[What to do]
Extract every line of the records that contains the string "hair", matching case exactly.
### Records shown ###
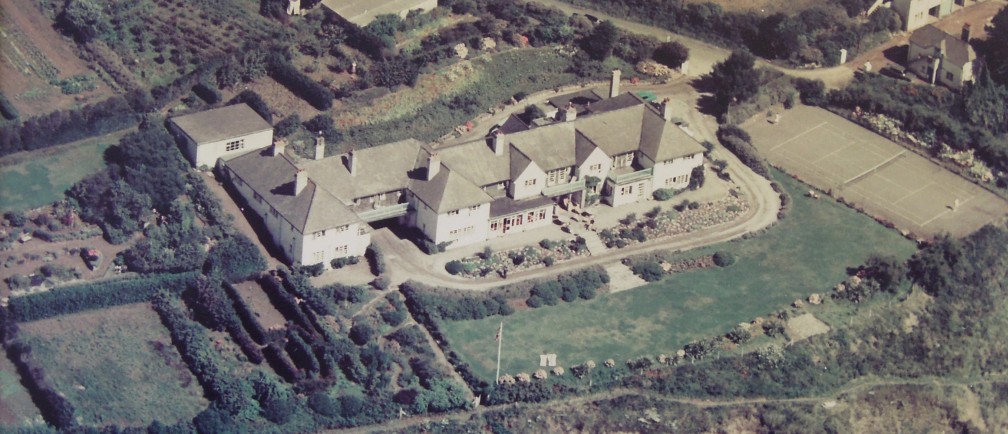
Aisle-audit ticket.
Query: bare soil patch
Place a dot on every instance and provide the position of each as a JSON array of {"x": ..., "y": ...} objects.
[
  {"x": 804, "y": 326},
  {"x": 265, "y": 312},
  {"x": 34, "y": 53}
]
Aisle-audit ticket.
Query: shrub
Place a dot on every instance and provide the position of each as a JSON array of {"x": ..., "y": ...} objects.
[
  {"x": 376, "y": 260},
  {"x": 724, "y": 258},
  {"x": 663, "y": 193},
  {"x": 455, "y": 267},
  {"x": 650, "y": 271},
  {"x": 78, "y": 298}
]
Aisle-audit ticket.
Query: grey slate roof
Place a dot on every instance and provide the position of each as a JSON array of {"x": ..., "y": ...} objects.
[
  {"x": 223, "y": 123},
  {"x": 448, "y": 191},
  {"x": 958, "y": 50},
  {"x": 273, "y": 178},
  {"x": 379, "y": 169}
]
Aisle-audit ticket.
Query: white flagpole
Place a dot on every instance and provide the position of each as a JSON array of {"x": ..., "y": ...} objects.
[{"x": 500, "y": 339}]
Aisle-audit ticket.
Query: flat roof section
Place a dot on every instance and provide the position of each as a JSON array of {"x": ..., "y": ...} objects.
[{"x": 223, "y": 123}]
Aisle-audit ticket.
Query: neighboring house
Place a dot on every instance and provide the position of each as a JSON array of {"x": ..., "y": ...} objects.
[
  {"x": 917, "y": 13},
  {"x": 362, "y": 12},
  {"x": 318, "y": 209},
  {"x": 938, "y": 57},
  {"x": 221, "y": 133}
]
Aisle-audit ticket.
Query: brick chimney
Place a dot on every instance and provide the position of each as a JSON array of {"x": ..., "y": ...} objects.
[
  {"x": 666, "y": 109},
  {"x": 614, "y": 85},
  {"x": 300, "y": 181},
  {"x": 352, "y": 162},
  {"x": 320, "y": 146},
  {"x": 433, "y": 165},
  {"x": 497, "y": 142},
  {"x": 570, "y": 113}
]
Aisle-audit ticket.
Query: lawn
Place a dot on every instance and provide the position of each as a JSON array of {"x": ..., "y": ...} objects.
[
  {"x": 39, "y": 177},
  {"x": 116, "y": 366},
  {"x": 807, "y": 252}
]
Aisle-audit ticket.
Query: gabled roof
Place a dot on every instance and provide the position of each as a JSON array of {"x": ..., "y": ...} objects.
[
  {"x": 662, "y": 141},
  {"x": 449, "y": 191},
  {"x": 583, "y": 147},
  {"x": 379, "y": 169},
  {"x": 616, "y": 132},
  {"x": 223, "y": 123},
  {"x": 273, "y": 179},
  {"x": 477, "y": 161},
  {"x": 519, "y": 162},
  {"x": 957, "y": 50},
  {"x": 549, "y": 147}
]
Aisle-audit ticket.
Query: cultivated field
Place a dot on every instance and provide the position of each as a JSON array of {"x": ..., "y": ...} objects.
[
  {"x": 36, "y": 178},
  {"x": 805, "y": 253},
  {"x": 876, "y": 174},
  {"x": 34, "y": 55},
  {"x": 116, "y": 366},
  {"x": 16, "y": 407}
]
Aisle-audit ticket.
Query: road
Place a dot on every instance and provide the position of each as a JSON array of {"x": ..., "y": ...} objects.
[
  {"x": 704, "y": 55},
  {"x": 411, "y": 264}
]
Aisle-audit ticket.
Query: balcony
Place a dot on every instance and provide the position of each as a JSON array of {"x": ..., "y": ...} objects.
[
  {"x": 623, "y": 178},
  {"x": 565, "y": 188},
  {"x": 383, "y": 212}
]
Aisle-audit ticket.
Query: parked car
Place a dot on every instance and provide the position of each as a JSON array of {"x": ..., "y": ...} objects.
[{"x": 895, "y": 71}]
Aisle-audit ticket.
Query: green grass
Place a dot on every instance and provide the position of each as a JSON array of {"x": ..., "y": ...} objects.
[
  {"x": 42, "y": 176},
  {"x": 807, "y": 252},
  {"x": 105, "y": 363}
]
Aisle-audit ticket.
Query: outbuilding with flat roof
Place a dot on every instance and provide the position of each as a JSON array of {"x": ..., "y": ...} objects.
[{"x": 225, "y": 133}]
###
### Records shown ###
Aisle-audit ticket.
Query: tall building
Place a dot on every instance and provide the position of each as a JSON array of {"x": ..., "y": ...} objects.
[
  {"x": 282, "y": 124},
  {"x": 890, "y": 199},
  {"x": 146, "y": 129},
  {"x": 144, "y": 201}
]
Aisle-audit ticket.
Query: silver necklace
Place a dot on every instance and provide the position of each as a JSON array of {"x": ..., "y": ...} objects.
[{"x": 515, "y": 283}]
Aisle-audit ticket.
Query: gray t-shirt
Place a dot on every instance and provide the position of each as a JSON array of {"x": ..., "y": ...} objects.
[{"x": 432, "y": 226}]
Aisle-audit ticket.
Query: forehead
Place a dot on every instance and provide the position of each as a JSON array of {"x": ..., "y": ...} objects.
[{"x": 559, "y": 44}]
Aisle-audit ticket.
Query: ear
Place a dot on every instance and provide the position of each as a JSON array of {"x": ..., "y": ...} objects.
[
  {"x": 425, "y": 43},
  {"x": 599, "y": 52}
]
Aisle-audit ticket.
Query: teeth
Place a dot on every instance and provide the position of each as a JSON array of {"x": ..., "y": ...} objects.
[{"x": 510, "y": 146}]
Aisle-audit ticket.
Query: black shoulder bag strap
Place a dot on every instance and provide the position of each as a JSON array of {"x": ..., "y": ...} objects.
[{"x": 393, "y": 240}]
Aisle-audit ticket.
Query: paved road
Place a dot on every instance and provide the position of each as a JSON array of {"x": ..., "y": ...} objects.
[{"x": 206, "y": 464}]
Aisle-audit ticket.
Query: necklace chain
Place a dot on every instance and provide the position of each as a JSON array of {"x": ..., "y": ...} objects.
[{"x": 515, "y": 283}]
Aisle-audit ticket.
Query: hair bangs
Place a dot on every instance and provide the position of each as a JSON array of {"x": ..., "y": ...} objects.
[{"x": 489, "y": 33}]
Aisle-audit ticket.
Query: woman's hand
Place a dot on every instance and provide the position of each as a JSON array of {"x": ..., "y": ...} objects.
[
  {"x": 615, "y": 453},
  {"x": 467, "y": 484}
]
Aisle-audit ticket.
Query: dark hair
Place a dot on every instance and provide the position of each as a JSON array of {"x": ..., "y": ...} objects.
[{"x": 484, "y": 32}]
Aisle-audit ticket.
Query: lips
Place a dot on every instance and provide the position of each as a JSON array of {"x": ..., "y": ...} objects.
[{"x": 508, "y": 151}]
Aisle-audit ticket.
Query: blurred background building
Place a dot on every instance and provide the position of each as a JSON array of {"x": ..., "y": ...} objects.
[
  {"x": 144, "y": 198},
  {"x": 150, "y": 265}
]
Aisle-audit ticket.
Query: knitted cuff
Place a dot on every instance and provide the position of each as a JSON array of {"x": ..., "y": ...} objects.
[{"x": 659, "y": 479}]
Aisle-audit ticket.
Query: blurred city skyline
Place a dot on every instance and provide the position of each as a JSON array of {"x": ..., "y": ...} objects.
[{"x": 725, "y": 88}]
###
### Records shown ###
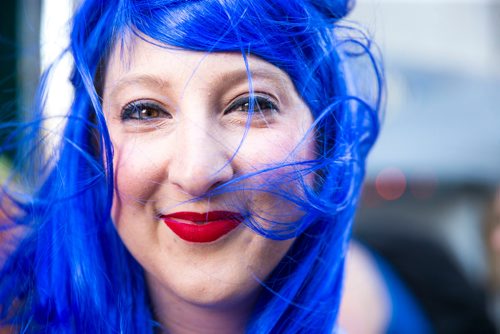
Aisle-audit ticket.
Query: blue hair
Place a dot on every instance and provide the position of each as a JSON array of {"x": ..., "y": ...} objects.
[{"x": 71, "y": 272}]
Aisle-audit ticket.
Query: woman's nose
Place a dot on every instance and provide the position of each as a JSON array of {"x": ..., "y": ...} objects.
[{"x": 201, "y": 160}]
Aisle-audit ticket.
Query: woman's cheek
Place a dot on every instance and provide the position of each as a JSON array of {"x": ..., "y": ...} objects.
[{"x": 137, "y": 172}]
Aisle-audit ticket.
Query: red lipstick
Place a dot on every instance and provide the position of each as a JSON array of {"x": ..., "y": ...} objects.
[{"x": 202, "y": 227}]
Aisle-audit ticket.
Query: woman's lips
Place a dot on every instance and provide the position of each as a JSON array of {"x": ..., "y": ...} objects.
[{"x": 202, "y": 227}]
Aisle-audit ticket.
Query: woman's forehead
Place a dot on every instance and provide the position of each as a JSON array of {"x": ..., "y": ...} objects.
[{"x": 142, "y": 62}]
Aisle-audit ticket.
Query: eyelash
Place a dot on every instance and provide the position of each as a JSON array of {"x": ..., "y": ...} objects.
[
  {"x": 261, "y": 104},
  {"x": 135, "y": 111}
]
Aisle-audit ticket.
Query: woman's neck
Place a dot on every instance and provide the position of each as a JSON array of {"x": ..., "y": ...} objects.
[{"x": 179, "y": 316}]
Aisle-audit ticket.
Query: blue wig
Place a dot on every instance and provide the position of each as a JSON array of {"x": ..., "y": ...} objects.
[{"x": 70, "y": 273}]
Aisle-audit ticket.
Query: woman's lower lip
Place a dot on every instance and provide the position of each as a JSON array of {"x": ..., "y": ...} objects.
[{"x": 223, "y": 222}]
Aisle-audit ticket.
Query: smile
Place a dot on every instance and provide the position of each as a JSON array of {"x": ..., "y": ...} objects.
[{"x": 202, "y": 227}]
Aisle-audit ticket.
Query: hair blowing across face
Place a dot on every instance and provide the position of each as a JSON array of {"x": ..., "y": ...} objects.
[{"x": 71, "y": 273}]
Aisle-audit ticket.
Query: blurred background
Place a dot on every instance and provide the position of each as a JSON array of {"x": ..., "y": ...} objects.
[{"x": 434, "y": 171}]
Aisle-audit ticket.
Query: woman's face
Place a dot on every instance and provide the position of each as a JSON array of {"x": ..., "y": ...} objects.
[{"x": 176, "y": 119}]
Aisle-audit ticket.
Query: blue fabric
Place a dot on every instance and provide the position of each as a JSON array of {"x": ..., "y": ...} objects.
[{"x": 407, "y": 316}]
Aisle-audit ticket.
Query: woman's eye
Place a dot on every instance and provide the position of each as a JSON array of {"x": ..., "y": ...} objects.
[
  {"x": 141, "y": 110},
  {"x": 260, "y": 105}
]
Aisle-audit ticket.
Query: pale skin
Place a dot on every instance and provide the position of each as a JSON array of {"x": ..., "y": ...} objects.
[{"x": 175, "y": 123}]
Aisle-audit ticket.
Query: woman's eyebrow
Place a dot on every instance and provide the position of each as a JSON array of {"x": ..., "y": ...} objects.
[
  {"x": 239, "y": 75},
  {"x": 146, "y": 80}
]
###
[Response]
Query: hair bangs
Query: dark hair
Query: blue hair
Query: hair blowing across face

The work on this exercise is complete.